» TASK
Please count how many lines of the data below contain the string "wooden", treating uppercase and lowercase as different, and give only that number.

(Records excerpted from a collection)

_____

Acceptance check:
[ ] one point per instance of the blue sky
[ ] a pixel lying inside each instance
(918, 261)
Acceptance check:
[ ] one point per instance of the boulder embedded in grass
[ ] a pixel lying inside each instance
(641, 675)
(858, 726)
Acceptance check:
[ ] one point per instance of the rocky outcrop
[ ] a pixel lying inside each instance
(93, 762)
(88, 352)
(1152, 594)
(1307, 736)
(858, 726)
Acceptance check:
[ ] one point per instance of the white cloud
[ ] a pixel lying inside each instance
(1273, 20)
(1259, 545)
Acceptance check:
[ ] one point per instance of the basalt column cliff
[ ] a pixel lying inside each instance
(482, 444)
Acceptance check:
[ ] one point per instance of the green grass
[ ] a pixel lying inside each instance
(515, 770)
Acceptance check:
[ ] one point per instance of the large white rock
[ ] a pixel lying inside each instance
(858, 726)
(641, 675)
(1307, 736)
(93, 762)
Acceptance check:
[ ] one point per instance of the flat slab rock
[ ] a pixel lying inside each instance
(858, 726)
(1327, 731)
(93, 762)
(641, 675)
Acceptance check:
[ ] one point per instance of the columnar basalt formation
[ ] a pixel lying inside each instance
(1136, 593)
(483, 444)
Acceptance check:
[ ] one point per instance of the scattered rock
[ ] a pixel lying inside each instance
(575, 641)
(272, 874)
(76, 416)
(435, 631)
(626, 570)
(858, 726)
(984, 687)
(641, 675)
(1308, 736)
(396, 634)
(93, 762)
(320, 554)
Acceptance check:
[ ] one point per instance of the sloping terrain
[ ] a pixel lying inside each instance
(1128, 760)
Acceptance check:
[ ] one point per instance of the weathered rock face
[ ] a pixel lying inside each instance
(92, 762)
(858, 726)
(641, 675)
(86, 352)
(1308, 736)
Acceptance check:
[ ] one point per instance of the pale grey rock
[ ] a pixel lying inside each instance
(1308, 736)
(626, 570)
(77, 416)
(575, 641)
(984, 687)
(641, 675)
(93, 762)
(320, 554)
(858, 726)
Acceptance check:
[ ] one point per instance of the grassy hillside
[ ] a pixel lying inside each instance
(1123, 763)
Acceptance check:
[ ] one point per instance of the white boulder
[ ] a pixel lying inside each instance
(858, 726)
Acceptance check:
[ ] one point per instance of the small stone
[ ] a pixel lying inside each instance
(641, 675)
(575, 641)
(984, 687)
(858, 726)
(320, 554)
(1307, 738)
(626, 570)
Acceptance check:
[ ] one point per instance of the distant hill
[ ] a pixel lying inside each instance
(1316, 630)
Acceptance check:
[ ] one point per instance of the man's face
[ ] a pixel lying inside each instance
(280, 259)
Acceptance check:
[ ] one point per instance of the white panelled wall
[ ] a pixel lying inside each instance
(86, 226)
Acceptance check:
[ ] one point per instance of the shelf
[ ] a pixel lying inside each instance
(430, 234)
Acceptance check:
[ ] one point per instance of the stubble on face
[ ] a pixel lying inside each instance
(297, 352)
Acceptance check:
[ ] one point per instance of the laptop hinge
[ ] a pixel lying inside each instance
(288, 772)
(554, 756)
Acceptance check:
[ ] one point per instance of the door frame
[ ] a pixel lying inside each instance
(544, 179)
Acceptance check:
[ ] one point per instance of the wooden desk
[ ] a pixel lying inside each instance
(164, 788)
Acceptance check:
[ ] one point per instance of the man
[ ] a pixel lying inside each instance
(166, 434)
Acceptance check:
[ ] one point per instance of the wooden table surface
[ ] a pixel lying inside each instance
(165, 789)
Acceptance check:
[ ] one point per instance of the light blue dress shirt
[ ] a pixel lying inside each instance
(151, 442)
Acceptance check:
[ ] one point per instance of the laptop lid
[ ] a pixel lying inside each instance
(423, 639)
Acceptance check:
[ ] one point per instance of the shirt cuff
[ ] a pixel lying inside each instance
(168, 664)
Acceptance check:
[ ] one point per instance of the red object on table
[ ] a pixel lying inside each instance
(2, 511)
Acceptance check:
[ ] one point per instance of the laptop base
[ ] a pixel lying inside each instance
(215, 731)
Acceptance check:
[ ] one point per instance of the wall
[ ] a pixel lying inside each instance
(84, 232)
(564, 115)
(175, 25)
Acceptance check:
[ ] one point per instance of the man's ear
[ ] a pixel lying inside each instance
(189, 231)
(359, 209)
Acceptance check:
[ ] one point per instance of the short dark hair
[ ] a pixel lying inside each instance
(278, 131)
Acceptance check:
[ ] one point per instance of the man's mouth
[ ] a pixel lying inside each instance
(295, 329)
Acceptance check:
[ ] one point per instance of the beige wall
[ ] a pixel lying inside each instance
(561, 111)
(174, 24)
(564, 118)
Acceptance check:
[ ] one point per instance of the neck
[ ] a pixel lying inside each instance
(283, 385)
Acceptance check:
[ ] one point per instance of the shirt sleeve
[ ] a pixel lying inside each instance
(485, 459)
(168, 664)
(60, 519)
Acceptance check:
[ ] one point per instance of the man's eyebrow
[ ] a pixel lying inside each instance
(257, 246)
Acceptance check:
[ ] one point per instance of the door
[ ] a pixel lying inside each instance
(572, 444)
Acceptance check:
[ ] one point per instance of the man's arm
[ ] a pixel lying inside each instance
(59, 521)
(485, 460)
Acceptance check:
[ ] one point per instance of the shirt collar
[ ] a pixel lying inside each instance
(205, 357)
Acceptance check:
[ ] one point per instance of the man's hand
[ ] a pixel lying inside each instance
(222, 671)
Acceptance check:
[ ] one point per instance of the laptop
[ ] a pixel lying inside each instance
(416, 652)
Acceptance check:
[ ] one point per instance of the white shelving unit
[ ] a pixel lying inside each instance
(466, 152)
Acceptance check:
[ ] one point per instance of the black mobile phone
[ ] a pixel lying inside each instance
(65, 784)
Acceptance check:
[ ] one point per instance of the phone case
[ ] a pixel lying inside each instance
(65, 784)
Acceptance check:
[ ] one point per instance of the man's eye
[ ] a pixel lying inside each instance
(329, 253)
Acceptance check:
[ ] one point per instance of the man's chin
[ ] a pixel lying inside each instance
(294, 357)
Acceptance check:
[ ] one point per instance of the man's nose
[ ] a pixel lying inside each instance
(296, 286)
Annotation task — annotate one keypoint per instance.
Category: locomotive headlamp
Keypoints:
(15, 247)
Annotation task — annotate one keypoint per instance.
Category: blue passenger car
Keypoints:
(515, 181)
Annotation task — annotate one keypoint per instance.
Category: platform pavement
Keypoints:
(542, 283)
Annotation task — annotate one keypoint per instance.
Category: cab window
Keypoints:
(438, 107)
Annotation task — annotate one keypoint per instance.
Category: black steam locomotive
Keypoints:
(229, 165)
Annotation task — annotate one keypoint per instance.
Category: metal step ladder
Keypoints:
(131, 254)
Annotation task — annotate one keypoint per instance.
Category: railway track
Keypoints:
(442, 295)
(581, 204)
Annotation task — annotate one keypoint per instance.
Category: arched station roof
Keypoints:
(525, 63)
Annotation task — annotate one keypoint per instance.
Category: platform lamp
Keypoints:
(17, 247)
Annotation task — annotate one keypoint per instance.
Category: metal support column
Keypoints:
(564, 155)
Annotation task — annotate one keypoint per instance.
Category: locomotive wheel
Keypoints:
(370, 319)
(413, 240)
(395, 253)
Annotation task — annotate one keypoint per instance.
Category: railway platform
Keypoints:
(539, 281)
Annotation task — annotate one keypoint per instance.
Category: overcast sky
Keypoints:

_____

» THE RESULT
2